:: Set task A ::
Revise the records from the line containing "Mark every instance of the female" through the end of the records, replacing "single dot" with "single point" and leaving everything else as it is.

***

Does 35 deg max advance sound a little advanced to anyone else?  Where is it
when idling warm?  Should be 0 deg.  And you really should check the dwell
carefully with a meter.  Some pitting is no big deal and I don't think it is
your problem anyway.  And if they were fouling up rapidly, suspect the
condensor or a bad cap or rotor.

> > Regulated voltage up where it should be (~14-14.6V @ cruising rpm)?

Do check this one carefully.

> engine is cold it
> runs very uneven: sounds like one cylinder is having problems
> but I can't
> for the life of me figure out which one.  And yet the plugs
> are identical.
> I have unplugged injecters one at a time many times but I
> can't quite get it
> with just my ears. It happens at all RPM's while cold.  My

While it's running uneven, you should really notice a big rpm drop when you
unplug a working cylinder.  Especially if you are running on only 2 or 3 in
the first place.  At each cylinder unplug at two places (but 1 at a time):
at the dist. cap and at the injector wiring connector.  While it's running
unevenly, if you get no change when you unplug something, you are closer to
solving the problem.

> warmed up, then it is smooth as silk. It is also smooth for
> about 2 seconds
> immidiately after starting, which would point to... mixture?
> injectors?

Not sure, but maybe sticky injectors.  Test them out.  Pull an injector
assembly and put the tips into a wide-mouth jar.  Unplug the ignition wire
to the coil (you don't want any sparks here), and have somebody crank the
starter over while you watch the spray pattern when the engine is cold.  You
want to see pretty, conical spray patterns out of each injector.  Be careful
here!  Keep a fire extinguisher handy.

> ohms) I discovered
> that injector wires 2 & 3 were switched, correcting this made
> no difference.

Really?  2 and 3 are on opposite sides.  Sure it wasn't 1/2 or 3/4?

***

:: Set task B ::
Translate this sentence from the engine troubleshooting post into Spanish: "You want to see pretty, conical spray patterns out of each injector."

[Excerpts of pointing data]
***

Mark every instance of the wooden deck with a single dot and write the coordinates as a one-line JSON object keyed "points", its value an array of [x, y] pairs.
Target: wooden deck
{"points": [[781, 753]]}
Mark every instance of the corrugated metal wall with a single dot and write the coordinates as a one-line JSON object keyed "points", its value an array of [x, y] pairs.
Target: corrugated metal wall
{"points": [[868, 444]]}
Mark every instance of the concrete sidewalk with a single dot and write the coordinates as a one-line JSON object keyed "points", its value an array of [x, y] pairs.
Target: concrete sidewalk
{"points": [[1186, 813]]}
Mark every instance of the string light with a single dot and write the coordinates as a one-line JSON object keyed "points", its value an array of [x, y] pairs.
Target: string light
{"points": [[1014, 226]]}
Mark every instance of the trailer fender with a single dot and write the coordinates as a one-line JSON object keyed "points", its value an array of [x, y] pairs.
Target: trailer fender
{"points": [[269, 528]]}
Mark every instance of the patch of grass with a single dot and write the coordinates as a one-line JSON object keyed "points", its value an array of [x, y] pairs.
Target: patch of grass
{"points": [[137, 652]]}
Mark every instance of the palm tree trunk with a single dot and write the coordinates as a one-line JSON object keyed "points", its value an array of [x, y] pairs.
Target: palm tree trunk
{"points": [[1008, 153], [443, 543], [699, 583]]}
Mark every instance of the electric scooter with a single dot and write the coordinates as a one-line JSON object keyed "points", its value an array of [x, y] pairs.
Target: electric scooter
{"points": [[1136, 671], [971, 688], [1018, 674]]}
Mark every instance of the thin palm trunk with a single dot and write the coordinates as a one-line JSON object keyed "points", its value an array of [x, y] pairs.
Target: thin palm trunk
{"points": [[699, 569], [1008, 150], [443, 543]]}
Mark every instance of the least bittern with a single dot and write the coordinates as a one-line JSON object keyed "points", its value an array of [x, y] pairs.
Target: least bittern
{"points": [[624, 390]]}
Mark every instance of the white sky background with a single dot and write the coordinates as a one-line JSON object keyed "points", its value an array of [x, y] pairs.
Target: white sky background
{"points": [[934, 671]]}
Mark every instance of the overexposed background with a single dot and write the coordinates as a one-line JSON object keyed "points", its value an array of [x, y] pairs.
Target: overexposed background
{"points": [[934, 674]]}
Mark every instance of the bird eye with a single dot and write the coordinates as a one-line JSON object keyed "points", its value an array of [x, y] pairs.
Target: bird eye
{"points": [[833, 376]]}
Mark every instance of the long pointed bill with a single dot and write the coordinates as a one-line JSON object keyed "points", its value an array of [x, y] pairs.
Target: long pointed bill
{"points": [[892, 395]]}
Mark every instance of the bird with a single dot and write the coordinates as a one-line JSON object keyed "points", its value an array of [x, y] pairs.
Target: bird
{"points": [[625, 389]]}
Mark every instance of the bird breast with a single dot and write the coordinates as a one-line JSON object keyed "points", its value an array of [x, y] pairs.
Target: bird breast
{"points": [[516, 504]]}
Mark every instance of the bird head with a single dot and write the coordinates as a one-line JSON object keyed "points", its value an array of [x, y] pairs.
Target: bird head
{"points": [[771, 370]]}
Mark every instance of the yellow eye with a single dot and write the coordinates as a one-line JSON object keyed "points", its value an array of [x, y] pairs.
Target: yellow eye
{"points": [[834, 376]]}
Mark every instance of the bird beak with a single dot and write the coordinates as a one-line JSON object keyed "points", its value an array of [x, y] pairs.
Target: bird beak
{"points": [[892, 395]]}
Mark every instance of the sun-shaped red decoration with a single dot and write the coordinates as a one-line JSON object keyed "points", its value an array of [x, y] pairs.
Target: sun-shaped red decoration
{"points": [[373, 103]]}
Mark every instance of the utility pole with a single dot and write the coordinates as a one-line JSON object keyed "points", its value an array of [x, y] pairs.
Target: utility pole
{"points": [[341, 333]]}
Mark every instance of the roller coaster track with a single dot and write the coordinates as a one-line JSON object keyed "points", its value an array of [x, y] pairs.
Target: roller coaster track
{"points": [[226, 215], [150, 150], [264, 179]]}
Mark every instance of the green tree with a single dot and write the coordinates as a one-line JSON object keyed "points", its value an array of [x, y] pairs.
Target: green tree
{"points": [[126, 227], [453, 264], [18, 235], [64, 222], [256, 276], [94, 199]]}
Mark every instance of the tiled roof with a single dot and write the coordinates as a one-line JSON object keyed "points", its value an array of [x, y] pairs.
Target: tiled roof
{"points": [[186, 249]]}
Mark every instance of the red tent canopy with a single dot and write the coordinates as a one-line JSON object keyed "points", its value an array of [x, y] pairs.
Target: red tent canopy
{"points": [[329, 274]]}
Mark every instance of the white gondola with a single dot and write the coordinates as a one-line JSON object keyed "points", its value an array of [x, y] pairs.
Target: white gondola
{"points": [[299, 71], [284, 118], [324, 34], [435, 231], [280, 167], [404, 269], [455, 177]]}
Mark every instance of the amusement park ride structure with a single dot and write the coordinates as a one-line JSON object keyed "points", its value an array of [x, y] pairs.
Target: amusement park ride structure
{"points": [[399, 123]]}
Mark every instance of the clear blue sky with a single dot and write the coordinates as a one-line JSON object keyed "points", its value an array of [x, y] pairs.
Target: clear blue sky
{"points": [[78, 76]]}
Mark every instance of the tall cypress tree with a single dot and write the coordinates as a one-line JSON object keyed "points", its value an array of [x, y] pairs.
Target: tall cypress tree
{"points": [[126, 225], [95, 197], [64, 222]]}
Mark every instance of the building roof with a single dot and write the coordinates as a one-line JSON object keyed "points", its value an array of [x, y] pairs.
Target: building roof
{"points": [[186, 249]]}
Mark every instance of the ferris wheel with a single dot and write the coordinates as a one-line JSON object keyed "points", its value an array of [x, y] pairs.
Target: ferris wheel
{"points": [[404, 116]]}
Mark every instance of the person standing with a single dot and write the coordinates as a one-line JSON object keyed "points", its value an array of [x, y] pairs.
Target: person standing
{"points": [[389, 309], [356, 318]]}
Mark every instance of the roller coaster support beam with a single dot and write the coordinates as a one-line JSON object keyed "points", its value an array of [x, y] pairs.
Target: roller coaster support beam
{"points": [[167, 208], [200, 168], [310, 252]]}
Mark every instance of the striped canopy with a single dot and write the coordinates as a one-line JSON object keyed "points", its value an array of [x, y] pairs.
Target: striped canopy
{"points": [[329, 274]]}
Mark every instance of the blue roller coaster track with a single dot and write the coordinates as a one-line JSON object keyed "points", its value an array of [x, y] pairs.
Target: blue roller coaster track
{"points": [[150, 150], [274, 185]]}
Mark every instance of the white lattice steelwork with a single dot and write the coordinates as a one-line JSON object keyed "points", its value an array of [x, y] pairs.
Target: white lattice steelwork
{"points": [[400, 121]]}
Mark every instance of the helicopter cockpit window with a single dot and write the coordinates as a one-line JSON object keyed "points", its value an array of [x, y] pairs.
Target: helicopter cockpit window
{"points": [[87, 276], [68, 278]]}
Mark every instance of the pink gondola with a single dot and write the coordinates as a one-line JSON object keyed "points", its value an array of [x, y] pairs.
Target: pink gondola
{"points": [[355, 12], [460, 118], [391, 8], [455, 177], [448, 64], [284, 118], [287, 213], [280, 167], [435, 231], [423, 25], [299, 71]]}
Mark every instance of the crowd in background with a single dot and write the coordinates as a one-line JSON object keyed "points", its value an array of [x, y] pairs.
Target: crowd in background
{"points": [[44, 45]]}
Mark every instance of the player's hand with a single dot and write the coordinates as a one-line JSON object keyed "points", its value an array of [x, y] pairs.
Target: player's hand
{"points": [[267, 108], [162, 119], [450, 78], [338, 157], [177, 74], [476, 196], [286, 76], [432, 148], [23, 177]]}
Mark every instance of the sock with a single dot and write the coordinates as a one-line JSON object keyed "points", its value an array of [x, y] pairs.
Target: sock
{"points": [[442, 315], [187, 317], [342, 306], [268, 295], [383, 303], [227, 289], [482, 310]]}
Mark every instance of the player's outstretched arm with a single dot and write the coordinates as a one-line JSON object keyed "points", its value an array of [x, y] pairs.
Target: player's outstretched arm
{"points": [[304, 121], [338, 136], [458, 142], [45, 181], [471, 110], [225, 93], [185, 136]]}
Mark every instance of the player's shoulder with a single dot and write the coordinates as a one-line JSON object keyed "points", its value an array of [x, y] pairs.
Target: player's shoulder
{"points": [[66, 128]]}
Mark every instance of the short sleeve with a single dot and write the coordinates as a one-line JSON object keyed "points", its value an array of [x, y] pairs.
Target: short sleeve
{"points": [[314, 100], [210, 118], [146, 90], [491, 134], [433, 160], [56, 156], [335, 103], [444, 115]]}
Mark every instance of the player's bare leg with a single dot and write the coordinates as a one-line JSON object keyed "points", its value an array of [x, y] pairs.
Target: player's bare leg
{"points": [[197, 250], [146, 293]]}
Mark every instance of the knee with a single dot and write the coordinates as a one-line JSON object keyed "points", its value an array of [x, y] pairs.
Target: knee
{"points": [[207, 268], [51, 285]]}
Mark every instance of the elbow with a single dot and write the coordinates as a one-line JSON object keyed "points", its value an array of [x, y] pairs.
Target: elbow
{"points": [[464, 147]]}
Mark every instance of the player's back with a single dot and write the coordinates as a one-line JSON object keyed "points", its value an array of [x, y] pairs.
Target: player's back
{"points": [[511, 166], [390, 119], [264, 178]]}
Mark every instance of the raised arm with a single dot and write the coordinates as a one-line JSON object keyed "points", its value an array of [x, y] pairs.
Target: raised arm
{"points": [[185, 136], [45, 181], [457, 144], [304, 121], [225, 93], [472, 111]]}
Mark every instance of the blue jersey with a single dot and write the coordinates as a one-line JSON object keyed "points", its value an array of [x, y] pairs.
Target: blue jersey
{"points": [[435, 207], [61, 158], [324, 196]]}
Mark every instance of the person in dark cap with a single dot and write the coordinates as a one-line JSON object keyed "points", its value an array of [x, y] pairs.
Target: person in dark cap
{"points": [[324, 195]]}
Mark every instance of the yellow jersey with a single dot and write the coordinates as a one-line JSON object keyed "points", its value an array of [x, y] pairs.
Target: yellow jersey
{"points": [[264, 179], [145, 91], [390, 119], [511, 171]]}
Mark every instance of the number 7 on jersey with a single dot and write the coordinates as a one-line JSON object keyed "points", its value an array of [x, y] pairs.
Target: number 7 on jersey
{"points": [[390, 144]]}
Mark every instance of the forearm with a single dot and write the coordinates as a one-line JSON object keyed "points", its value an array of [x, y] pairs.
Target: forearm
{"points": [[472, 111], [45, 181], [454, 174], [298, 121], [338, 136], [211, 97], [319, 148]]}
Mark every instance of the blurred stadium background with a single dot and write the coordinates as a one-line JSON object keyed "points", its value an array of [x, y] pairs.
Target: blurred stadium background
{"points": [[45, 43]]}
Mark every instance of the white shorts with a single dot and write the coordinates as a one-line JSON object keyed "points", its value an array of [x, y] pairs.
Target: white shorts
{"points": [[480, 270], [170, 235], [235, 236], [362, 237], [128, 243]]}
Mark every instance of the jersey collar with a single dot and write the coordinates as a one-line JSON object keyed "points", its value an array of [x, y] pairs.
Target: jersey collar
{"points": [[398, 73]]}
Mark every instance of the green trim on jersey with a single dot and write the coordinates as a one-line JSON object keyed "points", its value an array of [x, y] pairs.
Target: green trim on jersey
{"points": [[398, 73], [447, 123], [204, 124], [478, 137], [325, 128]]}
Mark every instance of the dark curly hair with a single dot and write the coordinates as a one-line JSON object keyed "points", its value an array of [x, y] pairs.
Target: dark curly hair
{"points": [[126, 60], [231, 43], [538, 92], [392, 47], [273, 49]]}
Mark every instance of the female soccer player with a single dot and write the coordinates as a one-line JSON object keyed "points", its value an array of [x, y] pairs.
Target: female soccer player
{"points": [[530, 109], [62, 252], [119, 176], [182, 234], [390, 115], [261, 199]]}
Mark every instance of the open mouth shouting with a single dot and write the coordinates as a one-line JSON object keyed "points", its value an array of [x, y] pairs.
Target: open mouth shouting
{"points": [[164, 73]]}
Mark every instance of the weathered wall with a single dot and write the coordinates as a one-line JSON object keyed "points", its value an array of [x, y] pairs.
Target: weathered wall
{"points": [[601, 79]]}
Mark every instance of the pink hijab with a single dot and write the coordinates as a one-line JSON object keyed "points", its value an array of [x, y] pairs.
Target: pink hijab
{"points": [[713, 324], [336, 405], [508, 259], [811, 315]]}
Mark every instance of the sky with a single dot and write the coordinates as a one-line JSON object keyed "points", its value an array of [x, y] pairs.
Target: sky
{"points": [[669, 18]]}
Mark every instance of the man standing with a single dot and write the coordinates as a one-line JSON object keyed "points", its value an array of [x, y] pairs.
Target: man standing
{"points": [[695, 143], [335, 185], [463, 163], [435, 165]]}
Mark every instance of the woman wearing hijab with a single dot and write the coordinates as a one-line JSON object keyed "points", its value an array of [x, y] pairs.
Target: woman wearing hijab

***

:: Output A ::
Mark every instance of the female soccer player with a single point and write the coordinates as a one-line JSON object keyed "points", its value an array of [x, y] pairs.
Target: female soccer player
{"points": [[530, 109], [62, 252], [119, 176], [182, 234], [390, 115], [261, 199]]}
Mark every instance of the open mouth shouting with a single point and write the coordinates as a one-line JSON object keyed "points", its value an array of [x, y] pairs.
Target: open mouth shouting
{"points": [[164, 73]]}
Mark every instance of the weathered wall with a single point and write the coordinates as a one-line JSON object keyed "points", its value an array of [x, y] pairs.
Target: weathered wall
{"points": [[601, 79]]}
Mark every instance of the pink hijab with a single point and write the coordinates as a one-line JSON object keyed "points", its value an array of [x, y] pairs.
Target: pink hijab
{"points": [[713, 324], [336, 405], [508, 259], [811, 315]]}
Mark every instance of the sky with a single point and write the coordinates as a one-line JSON object keyed "points", its value an array of [x, y] pairs.
Target: sky
{"points": [[669, 18]]}
Mark every instance of the man standing with a single point and write the coordinates as a one-line JSON object keyed "points", its value an array of [x, y] pairs.
Target: man standing
{"points": [[695, 143], [335, 185], [463, 163], [435, 165]]}
Mark every instance of the woman wearing hijab with a single point and write the coordinates as a one-line JSON object keyed "points", its value an array of [x, y] pairs.
Target: woman wearing hijab

:: Output B ::
Quieres ver patrones de pulverización bonitos y cónicos saliendo de cada inyector.